Supplied passage —
#####

From: wolda002@umn.edu
Date: Wed Apr 29 2009 - 17:26:29 EDT
http://www.washingtonpost.com/wp-dyn/content/article/2009/04/28/AR2009042803379_pf.html
African immigrants risk lives on epic trek to U.S.
By Mica Rosenberg
Reuters
Tuesday, April 28, 2009 8:05 PM
TAPACHULA, Mexico (Reuters) - Jailed repeatedly for his political views, 
Ethiopian immigrant Sharew paid smugglers around $10,000 to move him 
through a dozen countries and leave him a year later in the grubby southern 
Mexican city of Tapachula.
Once on Mexico's southern border, which has grown into a major 
stepping-stone for hundreds of migrants fleeing conflicts in the Horn of 
Africa, he was still 2,000 miles away from his destination: the United 
States.
The immigrants, mainly from Ethiopia, Somalia and Eritrea, are increasingly 
following a new, epic route down the continent to South Africa, across the 
Atlantic by boat or plane and then a trek overland though South and Central 
America.
"It is an enormous voyage. They've told us that along the way some lose 
their lives in Africa because they are attacked, sometimes even by lions," 
said Jorge Yzar, head of Tapachula's detention center, where dozens of 
immigrants from all over the world sleep in dormitories before being 
deported or let go.
Risking jail or even death, their lengthy trip by plane boat, truck, bus 
and foot can cost thousands of dollars -- some pay as much as $20,000 -- 
often borrowed from relatives.
While experts say illegal immigration by Latin Americans has fallen as the 
economic crisis bites and jobs dry up in the United States, East Africans 
are coming in increasing numbers to try to find a better life.
African immigrants have traditionally sought jobs in European countries 
near the Mediterranean Sea like Spain, Italy and France but governments 
have tried to discourage the inflow by offering financial incentives for 
migrants to return home.
"After a journey like this you realize there is no safe haven anywhere in 
the world. Only the strong survive it," Sharew, 29, said sipping a warm 
soda in a Tapachula diner.
After dodging authorities across three continents, immigrants like Sharew 
receive some respite in Mexico.
Thanks to a legal window for immigrants from conflict zones, citizens from 
Horn of Africa countries hand themselves over to Mexican officials in 
return for a 30-day pass that eases the last leg of their months-long 
odyssey.

#####

Parts of the exercise —
A: Update the stretch of the African migration article from "While experts say" through "a better life.", changing "economic crisis" to "financial downturn".
B: Answer from the African migration article:
(i) About how much did Sharew pay smugglers?
(ii) Who heads Tapachula's detention center?
(iii) How long is the pass Mexican officials give to citizens of Horn of Africa countries?
The listing after the African migration article is separate material unrelated to it.

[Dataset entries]
#####

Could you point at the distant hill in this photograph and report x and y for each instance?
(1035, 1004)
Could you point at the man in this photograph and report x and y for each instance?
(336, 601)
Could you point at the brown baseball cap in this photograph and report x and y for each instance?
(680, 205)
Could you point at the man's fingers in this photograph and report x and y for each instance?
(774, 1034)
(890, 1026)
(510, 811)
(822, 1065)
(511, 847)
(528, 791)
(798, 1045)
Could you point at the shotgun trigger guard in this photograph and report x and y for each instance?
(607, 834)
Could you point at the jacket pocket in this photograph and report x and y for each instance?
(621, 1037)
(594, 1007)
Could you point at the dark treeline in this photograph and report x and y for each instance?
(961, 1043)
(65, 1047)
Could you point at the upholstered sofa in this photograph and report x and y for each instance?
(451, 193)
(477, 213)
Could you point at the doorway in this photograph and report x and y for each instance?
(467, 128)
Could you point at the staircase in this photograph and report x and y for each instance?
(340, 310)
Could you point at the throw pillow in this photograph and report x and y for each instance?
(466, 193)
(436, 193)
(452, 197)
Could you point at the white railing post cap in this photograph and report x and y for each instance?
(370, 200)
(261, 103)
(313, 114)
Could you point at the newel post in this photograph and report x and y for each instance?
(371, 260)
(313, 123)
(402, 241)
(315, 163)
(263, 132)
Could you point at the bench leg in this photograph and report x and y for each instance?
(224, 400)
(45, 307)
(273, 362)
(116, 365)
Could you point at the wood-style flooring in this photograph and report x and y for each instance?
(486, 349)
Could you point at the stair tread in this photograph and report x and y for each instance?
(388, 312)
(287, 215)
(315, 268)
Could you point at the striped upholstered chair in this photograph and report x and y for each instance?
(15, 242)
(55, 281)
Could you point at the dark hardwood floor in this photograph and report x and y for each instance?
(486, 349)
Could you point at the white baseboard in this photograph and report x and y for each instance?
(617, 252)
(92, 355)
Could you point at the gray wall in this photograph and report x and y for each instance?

#####

Solution set —
A:
While experts say illegal immigration by Latin Americans has fallen as the 
financial downturn bites and jobs dry up in the United States, East Africans 
are coming in increasing numbers to try to find a better life.

B:
(i) Around $10,000
(ii) Jorge Yzar
(iii) 30 days